= REQUIREMENTS =
Write out the records from the line holding "Objective — for every instance of the small" through the line holding "404], [73, 204]]", inclusive, with the requests kept as they are and every coordinate in the answers offset by 29.

= SUPPLIED ENTRIES =
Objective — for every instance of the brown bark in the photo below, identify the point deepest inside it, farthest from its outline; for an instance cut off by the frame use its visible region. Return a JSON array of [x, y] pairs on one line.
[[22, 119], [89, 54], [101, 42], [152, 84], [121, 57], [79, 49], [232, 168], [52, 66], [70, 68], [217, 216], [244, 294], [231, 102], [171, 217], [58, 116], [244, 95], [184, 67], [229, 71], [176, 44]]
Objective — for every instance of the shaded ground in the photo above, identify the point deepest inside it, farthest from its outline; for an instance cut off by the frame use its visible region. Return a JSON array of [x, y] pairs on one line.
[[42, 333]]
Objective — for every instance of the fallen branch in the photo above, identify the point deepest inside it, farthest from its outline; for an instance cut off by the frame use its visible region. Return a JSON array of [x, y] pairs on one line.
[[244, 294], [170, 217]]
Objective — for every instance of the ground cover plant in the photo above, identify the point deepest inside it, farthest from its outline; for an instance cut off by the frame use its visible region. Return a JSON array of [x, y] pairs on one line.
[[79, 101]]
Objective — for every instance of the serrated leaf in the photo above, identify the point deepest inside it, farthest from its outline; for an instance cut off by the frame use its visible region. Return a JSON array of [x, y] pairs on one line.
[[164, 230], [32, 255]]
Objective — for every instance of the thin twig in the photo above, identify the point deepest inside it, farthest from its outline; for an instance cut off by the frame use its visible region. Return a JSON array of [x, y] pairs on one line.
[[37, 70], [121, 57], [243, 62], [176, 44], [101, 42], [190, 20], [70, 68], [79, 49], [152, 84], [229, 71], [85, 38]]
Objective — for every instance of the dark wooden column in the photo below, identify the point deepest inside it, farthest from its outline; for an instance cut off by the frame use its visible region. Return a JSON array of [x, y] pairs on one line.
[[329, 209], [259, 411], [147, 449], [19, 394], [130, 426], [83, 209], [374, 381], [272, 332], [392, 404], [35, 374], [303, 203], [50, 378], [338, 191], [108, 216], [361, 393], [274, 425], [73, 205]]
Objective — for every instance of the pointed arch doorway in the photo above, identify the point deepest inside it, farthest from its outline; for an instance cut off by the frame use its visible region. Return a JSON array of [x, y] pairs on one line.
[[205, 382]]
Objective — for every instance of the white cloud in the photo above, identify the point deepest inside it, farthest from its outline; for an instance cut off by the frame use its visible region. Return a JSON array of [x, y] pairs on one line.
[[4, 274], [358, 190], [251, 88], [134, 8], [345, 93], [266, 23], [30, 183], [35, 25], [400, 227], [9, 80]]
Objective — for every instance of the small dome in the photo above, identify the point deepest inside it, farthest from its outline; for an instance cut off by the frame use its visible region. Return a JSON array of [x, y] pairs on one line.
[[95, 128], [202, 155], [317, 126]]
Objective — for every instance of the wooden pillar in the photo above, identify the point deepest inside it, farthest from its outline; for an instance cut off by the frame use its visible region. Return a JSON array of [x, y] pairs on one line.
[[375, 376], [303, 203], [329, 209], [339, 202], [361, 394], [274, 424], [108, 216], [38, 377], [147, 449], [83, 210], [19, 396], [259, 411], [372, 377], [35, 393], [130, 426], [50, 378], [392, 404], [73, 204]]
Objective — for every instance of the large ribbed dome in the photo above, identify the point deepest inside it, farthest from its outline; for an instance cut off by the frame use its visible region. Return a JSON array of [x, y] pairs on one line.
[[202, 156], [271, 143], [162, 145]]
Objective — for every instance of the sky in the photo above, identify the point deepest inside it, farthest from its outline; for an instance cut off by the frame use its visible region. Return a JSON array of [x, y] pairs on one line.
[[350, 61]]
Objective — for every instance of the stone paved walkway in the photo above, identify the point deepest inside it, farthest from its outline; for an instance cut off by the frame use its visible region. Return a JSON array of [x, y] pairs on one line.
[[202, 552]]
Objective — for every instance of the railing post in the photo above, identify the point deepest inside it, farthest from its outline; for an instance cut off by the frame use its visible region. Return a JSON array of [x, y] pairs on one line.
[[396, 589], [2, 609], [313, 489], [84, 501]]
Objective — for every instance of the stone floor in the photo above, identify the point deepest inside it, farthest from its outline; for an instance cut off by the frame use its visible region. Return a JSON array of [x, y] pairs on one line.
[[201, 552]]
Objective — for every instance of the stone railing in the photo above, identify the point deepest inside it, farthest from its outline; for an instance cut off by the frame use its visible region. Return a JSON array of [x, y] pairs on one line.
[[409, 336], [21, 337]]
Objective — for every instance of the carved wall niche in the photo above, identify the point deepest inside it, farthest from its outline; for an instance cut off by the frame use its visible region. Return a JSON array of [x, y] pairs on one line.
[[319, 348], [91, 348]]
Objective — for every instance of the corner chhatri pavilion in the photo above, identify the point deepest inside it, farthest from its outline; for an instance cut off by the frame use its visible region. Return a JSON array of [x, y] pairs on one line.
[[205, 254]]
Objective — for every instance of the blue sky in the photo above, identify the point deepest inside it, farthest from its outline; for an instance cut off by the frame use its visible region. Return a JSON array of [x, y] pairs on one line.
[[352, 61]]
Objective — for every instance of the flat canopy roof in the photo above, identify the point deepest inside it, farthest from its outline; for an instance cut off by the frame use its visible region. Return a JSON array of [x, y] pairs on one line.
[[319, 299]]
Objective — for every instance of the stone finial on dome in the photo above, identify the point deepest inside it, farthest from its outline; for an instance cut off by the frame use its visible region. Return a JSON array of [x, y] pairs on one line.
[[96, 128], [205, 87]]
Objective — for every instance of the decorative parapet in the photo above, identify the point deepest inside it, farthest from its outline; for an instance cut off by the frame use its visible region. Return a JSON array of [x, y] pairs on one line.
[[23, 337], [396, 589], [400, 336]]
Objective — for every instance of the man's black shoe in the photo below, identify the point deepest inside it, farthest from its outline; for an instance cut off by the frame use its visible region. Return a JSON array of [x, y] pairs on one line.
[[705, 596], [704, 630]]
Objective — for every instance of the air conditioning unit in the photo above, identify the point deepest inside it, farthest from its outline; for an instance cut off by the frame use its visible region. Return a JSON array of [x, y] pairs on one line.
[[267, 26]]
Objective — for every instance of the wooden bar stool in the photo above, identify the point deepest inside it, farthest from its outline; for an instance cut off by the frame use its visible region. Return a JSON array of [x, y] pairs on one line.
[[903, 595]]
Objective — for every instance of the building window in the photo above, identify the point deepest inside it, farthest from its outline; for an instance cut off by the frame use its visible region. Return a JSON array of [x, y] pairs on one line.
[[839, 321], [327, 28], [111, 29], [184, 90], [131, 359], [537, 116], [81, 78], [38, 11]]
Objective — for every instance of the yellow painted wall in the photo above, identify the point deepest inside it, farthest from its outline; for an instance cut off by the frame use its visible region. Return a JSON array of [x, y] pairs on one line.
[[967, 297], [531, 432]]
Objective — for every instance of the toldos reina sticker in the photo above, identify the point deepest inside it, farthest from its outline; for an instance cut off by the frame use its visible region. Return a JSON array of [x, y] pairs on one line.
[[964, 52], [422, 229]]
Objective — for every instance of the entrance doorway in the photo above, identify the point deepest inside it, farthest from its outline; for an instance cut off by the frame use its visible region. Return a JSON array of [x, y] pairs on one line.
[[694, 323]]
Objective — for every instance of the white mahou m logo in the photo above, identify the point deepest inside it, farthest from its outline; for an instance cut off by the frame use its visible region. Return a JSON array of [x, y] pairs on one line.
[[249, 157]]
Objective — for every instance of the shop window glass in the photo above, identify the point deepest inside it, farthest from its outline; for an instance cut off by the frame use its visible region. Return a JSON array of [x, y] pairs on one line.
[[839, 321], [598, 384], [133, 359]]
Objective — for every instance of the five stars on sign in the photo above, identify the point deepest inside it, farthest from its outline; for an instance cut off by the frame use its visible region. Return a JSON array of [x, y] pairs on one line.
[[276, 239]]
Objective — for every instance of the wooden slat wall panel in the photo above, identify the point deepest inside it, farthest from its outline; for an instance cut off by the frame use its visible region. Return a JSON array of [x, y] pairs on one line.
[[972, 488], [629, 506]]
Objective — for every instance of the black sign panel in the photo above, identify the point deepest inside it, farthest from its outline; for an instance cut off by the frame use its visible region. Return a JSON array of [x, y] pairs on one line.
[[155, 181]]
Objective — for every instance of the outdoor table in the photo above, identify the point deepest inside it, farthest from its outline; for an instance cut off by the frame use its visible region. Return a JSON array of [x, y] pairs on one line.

= RESULT OF THIS EXERCISE =
Objective — for every instance of the small dome in the photo above, identify the point deepest inside it, farthest from its outline; for an instance cut off by the frame use its visible region. Return a JSON array of [x, y] pairs on one line.
[[124, 157], [231, 184], [346, 155]]
Objective — for every instance of the wooden pillar in the photo above, identify the point deepest inside it, farthest from its outline; for an instance cut off by the frame use its visible region. Return a JSON array of [x, y] pairs on one line.
[[404, 405], [332, 232], [358, 238], [368, 231], [390, 423], [303, 453], [137, 245], [67, 406], [176, 478], [112, 239], [48, 425], [288, 440], [401, 406], [64, 422], [159, 455], [79, 407], [421, 433], [102, 233]]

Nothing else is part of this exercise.